━━━ TEXT SECTION

There’s a Game of Thrones Management Style Quiz and It’s Actually Pretty Accurate

Are you really more Tyrion than Joffrey?

Would you really manage like Tyrion Lannister?

Would you really manage like Tyrion Lannister?

What can Game of Thrones teach you about managing talent in the modern workplace? A lot apparently, given all the backstabbing and politicking going in each episode. In fact, the Wall Street Journal has created an interactive game where you can learn which character you most resemble at the office. (Hmm, when did WSJ turn into Buzzfeed?)

Are you a senior executive ready to use a competitor’s ideas against them, buy Twitter followers rather than amass them naturally, and ship off an uppity employee to the Singapore office? Then you’re the “decisive, neurotic and cruel” Cersei Lannister, says the quiz.

I got Jon Snow, meaning I’m “honorable, strong-willed and trustworthy.” (This poll seems pretty dead on.) But I can also “be short-sighted and naïve,” and my “tenacious loyalty” can prevent me from moving up the corporate ladder. (Hey, wait a minute…)

━━━━━━
━━━ SUPPLIED ENTRIES

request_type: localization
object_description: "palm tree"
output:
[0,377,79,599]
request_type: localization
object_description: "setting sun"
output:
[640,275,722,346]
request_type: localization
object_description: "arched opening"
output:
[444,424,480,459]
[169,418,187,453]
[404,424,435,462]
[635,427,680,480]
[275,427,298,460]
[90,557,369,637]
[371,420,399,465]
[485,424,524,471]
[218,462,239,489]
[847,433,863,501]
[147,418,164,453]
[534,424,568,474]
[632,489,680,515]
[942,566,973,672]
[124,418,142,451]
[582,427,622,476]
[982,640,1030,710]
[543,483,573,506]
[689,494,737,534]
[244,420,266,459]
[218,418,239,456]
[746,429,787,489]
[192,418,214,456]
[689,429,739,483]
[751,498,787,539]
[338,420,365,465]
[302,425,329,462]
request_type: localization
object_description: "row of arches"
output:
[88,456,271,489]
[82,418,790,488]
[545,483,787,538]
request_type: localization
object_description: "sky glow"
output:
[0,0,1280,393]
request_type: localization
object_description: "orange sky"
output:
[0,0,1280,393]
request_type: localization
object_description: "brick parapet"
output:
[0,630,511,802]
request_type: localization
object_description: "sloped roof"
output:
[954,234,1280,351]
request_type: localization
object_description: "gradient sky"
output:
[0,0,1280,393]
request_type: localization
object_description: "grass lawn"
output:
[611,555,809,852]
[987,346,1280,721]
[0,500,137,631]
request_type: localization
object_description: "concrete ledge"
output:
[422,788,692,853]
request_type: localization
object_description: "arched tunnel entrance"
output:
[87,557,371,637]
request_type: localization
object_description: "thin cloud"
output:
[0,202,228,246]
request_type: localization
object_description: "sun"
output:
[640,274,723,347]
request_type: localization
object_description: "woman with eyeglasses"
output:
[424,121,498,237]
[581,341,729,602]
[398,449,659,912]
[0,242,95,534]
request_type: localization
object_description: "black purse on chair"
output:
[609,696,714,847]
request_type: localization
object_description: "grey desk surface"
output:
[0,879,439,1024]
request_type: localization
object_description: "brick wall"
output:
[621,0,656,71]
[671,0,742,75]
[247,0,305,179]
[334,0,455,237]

━━━━━━

In the article on the Game of Thrones management quiz, rewrite the part from "What can Game" to "says the quiz.", substituting "Toronto" for "Singapore".

What can Game of Thrones teach you about managing talent in the modern workplace? A lot apparently, given all the backstabbing and politicking going in each episode. In fact, the Wall Street Journal has created an interactive game where you can learn which character you most resemble at the office. (Hmm, when did WSJ turn into Buzzfeed?)

Are you a senior executive ready to use a competitor’s ideas against them, buy Twitter followers rather than amass them naturally, and ship off an uppity employee to the Toronto office? Then you’re the “decisive, neurotic and cruel” Cersei Lannister, says the quiz.